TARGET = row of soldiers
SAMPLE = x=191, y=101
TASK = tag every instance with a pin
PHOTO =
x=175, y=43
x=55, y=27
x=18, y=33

• • • •

Exercise description =>
Please copy out every line shown above, exactly.

Answer space =>
TARGET = row of soldiers
SAMPLE = x=191, y=101
TASK = tag every instance with a pin
PHOTO =
x=175, y=43
x=55, y=27
x=18, y=33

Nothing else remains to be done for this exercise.